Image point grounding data
****************
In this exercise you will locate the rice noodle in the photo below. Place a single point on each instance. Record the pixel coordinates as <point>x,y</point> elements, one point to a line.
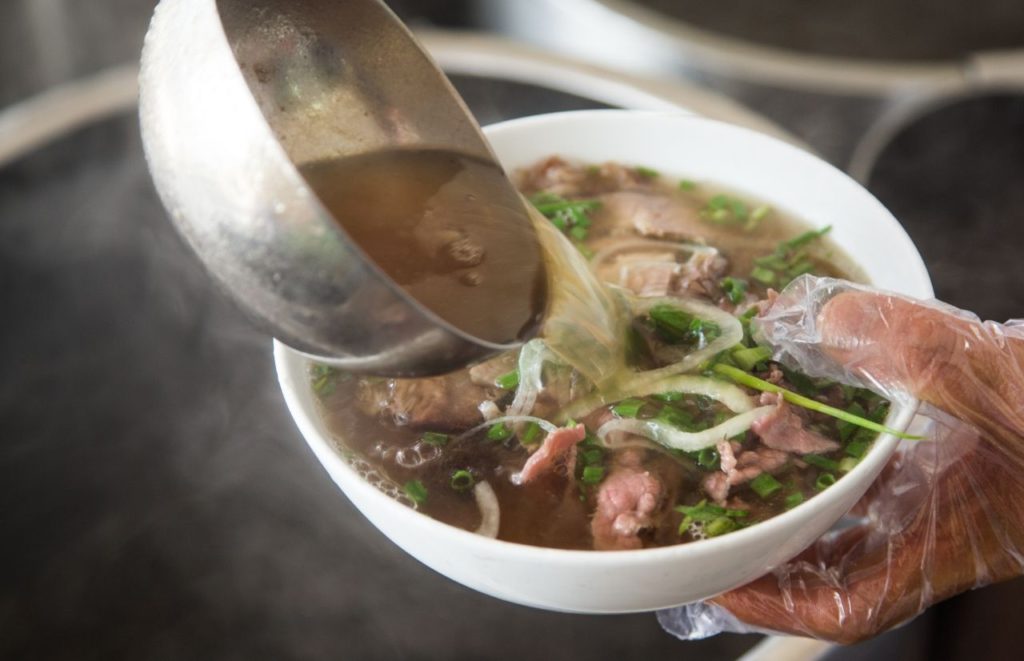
<point>514,420</point>
<point>669,436</point>
<point>734,398</point>
<point>531,358</point>
<point>486,500</point>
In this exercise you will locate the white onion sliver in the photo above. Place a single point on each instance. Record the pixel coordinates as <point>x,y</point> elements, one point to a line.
<point>491,517</point>
<point>640,386</point>
<point>686,441</point>
<point>641,244</point>
<point>531,358</point>
<point>514,420</point>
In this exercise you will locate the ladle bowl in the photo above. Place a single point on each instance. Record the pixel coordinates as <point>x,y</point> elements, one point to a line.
<point>236,96</point>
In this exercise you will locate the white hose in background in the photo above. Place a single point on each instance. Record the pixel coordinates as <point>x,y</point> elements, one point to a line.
<point>30,124</point>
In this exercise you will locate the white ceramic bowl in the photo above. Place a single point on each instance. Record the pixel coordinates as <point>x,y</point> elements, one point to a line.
<point>637,580</point>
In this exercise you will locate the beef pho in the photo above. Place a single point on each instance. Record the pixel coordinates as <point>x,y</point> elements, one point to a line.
<point>645,414</point>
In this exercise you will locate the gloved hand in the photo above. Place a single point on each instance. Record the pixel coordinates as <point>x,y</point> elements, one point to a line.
<point>945,516</point>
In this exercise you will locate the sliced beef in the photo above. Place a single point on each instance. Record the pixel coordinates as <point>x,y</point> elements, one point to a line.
<point>559,177</point>
<point>558,447</point>
<point>784,430</point>
<point>741,468</point>
<point>628,501</point>
<point>448,403</point>
<point>649,271</point>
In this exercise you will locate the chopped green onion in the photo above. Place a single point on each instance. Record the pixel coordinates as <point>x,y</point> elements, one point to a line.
<point>856,448</point>
<point>765,485</point>
<point>763,275</point>
<point>462,480</point>
<point>749,358</point>
<point>592,455</point>
<point>751,381</point>
<point>509,381</point>
<point>820,461</point>
<point>720,526</point>
<point>671,320</point>
<point>846,430</point>
<point>734,289</point>
<point>530,434</point>
<point>847,464</point>
<point>706,513</point>
<point>499,432</point>
<point>434,438</point>
<point>708,458</point>
<point>628,408</point>
<point>416,491</point>
<point>592,475</point>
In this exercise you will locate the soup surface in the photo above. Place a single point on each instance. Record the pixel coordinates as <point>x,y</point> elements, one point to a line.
<point>668,438</point>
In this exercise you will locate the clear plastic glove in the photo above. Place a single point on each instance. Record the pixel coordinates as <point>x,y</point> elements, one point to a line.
<point>945,516</point>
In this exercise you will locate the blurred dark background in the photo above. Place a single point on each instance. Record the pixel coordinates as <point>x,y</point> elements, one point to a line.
<point>158,501</point>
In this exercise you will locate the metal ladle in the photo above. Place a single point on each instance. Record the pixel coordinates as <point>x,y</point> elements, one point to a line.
<point>236,95</point>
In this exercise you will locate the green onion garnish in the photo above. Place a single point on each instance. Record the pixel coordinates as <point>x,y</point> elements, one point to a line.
<point>593,455</point>
<point>765,485</point>
<point>434,438</point>
<point>530,434</point>
<point>820,461</point>
<point>847,464</point>
<point>707,513</point>
<point>462,480</point>
<point>499,432</point>
<point>509,381</point>
<point>708,458</point>
<point>763,275</point>
<point>751,381</point>
<point>416,491</point>
<point>749,358</point>
<point>592,475</point>
<point>734,289</point>
<point>720,526</point>
<point>628,408</point>
<point>794,499</point>
<point>856,448</point>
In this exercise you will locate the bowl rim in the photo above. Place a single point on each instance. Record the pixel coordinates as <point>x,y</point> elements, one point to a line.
<point>291,366</point>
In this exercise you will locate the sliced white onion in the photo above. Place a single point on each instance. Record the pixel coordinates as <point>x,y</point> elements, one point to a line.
<point>640,386</point>
<point>491,515</point>
<point>531,358</point>
<point>647,244</point>
<point>513,420</point>
<point>669,436</point>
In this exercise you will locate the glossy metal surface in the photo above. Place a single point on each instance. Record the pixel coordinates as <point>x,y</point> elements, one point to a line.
<point>236,95</point>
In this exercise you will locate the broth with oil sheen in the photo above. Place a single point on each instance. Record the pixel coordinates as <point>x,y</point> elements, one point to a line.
<point>446,227</point>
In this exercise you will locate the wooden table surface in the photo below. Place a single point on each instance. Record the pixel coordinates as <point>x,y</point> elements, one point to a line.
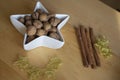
<point>102,18</point>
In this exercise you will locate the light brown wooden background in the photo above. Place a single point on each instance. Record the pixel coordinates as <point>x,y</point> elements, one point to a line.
<point>102,18</point>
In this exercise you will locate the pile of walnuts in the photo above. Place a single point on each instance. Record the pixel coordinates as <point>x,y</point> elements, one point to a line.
<point>40,23</point>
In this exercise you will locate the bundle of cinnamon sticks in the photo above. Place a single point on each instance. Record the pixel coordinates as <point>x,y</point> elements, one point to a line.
<point>89,52</point>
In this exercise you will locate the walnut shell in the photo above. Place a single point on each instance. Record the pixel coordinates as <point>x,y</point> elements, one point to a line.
<point>54,21</point>
<point>27,17</point>
<point>47,26</point>
<point>54,35</point>
<point>39,11</point>
<point>54,29</point>
<point>43,17</point>
<point>30,38</point>
<point>28,23</point>
<point>31,30</point>
<point>38,24</point>
<point>35,15</point>
<point>21,19</point>
<point>41,32</point>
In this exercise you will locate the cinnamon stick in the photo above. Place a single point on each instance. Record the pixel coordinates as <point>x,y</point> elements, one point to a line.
<point>85,42</point>
<point>80,41</point>
<point>93,63</point>
<point>95,51</point>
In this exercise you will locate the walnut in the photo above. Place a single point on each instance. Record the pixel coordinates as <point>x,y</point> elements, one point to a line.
<point>27,17</point>
<point>54,35</point>
<point>54,21</point>
<point>43,17</point>
<point>39,11</point>
<point>21,19</point>
<point>54,29</point>
<point>31,30</point>
<point>30,38</point>
<point>41,32</point>
<point>28,23</point>
<point>35,15</point>
<point>38,24</point>
<point>47,26</point>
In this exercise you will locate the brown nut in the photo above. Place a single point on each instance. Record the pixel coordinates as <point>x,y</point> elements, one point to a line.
<point>39,11</point>
<point>21,19</point>
<point>31,30</point>
<point>54,21</point>
<point>38,24</point>
<point>41,32</point>
<point>54,35</point>
<point>35,15</point>
<point>43,17</point>
<point>28,23</point>
<point>53,29</point>
<point>30,38</point>
<point>47,26</point>
<point>27,17</point>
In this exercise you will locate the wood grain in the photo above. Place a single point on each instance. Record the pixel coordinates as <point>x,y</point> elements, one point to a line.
<point>94,13</point>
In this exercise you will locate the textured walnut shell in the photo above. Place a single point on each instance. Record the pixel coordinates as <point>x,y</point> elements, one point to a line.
<point>41,32</point>
<point>28,23</point>
<point>21,19</point>
<point>54,21</point>
<point>53,29</point>
<point>39,11</point>
<point>31,30</point>
<point>38,24</point>
<point>43,17</point>
<point>30,38</point>
<point>54,35</point>
<point>47,26</point>
<point>35,15</point>
<point>27,17</point>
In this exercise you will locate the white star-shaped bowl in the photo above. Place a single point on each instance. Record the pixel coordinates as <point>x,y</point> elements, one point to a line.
<point>42,40</point>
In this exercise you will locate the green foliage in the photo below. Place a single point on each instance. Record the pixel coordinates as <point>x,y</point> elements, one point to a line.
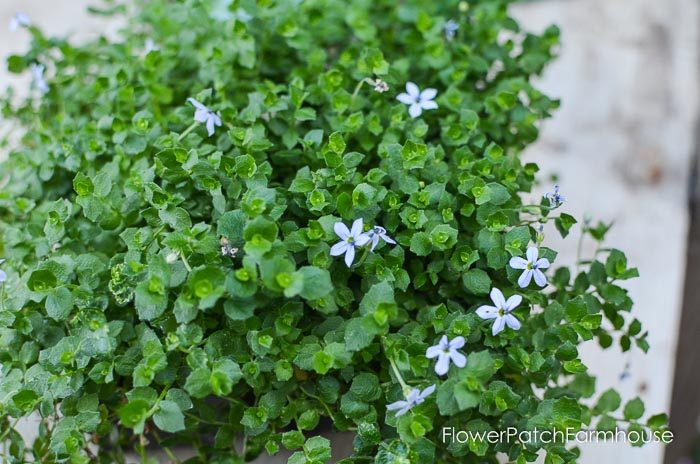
<point>169,287</point>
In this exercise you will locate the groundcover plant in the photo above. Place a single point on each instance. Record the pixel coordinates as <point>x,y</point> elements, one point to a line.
<point>235,225</point>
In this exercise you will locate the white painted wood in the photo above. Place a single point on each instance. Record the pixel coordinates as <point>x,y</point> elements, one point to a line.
<point>622,144</point>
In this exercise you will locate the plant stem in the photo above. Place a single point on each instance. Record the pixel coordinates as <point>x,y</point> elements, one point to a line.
<point>399,377</point>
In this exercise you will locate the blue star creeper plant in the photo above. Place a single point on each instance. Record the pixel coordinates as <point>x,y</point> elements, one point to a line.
<point>287,261</point>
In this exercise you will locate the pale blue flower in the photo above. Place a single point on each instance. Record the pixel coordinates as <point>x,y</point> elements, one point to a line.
<point>37,71</point>
<point>450,29</point>
<point>350,239</point>
<point>376,233</point>
<point>531,268</point>
<point>416,100</point>
<point>446,352</point>
<point>414,398</point>
<point>205,115</point>
<point>555,198</point>
<point>500,312</point>
<point>18,20</point>
<point>3,275</point>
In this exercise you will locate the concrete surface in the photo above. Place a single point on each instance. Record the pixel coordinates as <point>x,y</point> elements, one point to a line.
<point>620,144</point>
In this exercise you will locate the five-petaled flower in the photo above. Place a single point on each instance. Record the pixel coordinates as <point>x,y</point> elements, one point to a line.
<point>205,115</point>
<point>416,100</point>
<point>38,77</point>
<point>376,233</point>
<point>349,240</point>
<point>531,268</point>
<point>414,398</point>
<point>19,20</point>
<point>3,275</point>
<point>501,311</point>
<point>446,352</point>
<point>555,198</point>
<point>450,29</point>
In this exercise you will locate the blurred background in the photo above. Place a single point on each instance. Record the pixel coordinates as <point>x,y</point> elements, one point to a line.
<point>623,147</point>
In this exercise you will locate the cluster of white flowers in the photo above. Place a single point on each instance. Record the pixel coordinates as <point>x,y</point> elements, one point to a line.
<point>353,238</point>
<point>447,351</point>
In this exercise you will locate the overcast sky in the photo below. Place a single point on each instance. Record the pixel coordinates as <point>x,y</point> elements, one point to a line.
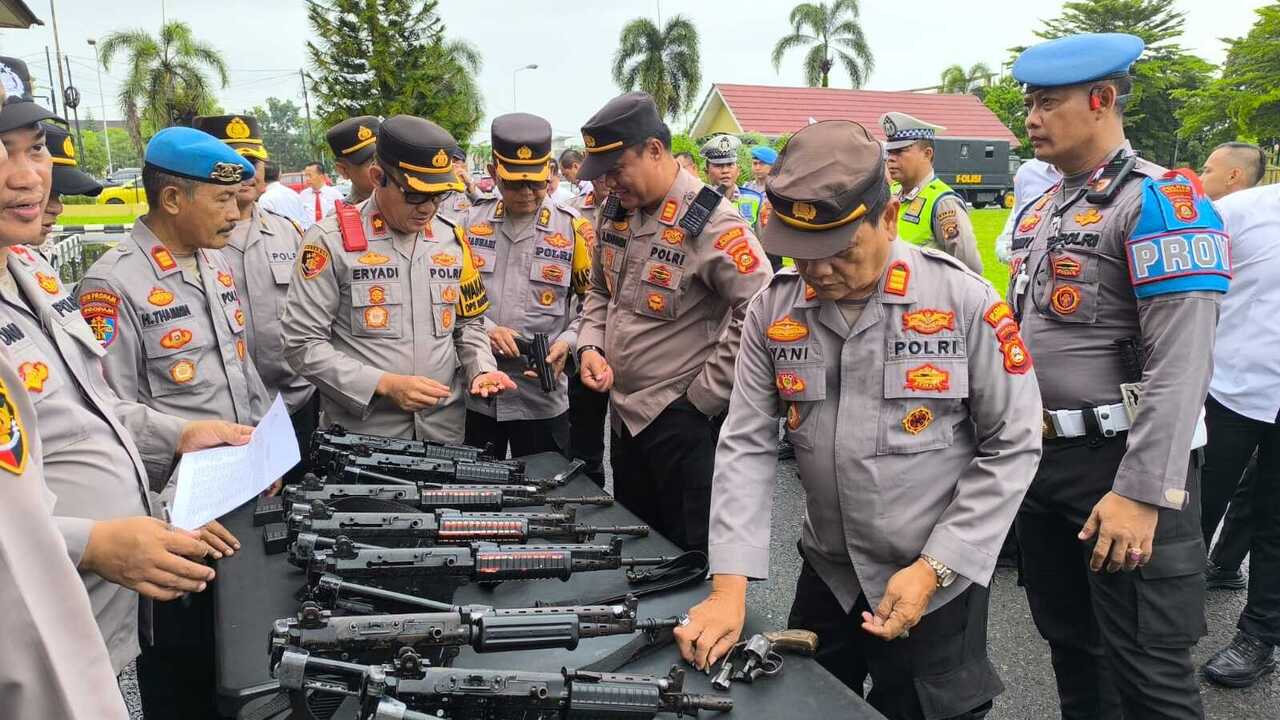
<point>572,42</point>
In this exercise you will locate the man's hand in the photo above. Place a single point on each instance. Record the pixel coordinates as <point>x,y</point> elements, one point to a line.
<point>219,538</point>
<point>488,384</point>
<point>714,624</point>
<point>503,342</point>
<point>1121,524</point>
<point>411,392</point>
<point>595,372</point>
<point>906,596</point>
<point>202,434</point>
<point>146,555</point>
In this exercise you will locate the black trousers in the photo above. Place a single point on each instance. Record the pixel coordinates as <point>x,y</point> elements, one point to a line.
<point>664,473</point>
<point>1237,534</point>
<point>586,415</point>
<point>522,437</point>
<point>938,671</point>
<point>1233,438</point>
<point>1120,642</point>
<point>177,677</point>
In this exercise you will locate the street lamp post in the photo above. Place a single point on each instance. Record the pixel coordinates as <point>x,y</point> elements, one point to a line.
<point>529,67</point>
<point>106,139</point>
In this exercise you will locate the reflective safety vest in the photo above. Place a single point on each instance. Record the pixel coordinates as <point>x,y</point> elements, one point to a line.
<point>915,215</point>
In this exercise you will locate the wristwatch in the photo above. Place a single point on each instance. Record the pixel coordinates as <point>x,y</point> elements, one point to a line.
<point>946,575</point>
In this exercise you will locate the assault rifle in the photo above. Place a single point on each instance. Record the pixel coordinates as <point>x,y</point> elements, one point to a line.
<point>378,638</point>
<point>408,689</point>
<point>451,527</point>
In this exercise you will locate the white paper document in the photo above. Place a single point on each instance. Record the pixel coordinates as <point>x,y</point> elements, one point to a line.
<point>214,482</point>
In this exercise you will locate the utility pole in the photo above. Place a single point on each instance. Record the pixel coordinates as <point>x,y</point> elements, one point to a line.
<point>306,103</point>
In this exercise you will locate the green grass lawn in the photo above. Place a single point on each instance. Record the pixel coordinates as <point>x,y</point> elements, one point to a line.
<point>987,224</point>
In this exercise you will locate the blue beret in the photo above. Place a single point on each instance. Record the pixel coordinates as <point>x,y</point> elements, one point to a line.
<point>1077,59</point>
<point>197,155</point>
<point>764,154</point>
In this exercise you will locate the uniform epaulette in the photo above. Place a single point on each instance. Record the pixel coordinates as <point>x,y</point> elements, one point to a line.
<point>351,226</point>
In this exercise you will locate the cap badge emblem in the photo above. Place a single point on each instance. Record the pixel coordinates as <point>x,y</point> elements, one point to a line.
<point>238,128</point>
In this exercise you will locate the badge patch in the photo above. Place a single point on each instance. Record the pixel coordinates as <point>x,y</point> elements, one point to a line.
<point>928,378</point>
<point>1183,200</point>
<point>100,309</point>
<point>789,383</point>
<point>668,212</point>
<point>917,420</point>
<point>376,317</point>
<point>897,278</point>
<point>160,296</point>
<point>163,258</point>
<point>786,329</point>
<point>176,338</point>
<point>1088,217</point>
<point>929,322</point>
<point>13,436</point>
<point>553,273</point>
<point>314,259</point>
<point>33,376</point>
<point>1066,268</point>
<point>48,283</point>
<point>182,372</point>
<point>1066,300</point>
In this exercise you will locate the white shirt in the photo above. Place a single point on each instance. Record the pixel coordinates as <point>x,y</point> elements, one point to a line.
<point>328,195</point>
<point>1246,368</point>
<point>280,199</point>
<point>1032,180</point>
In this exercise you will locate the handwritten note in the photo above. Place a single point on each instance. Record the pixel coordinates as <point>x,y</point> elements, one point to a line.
<point>214,482</point>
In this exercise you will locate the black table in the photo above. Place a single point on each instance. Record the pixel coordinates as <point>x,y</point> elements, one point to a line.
<point>252,589</point>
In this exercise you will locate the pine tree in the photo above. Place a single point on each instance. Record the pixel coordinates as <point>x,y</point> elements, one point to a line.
<point>388,58</point>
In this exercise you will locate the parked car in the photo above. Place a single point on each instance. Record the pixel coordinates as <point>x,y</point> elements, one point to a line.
<point>129,191</point>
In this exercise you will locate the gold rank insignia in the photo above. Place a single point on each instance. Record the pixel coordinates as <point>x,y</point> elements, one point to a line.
<point>929,322</point>
<point>48,283</point>
<point>160,296</point>
<point>786,329</point>
<point>917,420</point>
<point>33,376</point>
<point>13,436</point>
<point>899,274</point>
<point>928,378</point>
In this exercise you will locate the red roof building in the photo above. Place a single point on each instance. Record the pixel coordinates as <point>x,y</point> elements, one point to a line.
<point>778,110</point>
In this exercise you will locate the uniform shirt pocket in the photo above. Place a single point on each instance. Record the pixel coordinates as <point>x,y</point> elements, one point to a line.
<point>376,309</point>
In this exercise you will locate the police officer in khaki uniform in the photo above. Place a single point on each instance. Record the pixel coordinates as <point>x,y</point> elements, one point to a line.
<point>261,251</point>
<point>931,214</point>
<point>55,662</point>
<point>1118,273</point>
<point>384,314</point>
<point>164,304</point>
<point>534,260</point>
<point>352,145</point>
<point>914,413</point>
<point>673,269</point>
****************
WHAT IS EXPECTED ->
From the line containing "In this exercise you will locate the pine" through the last line of the entries above, print every line exactly, including both ends, and nothing else.

ANSWER ->
In this exercise you will locate the pine tree in the photo above. Place a single point on each instance. Record the pixel coordinates as <point>x,y</point> elements, one point to a line.
<point>388,58</point>
In this exercise you will locate the parked car in the photo above. Place a single point on each instance. Record the pixel coordinates as <point>x,y</point> elements, one point to a line.
<point>129,191</point>
In this exercise you will locate the gold rank insignia in the photo above. Place a single point on each instance. Record the pixel coordinates as <point>x,y</point> elements, one point to a line.
<point>929,322</point>
<point>48,283</point>
<point>160,296</point>
<point>786,329</point>
<point>917,420</point>
<point>33,376</point>
<point>13,436</point>
<point>899,274</point>
<point>928,378</point>
In this exercise you will locate the red roof building in the photo above. Place a single point on each instance. Record the pixel coordinates as <point>x,y</point> elements, one point to a line.
<point>778,110</point>
In this exercise you will locate the uniform shirt pocket in the photo above. Place a single point on each instance. Record the pixel coordinates as <point>x,y</point> elements, one point to a line.
<point>376,309</point>
In this exercise you will locate the police officer in khaki uniform in the photo above. Place a single point on each instance. Record the pixel coordinates as <point>x,y</point> elements, one point to a line.
<point>261,251</point>
<point>931,214</point>
<point>55,662</point>
<point>1118,273</point>
<point>384,314</point>
<point>164,304</point>
<point>534,260</point>
<point>352,145</point>
<point>914,413</point>
<point>673,269</point>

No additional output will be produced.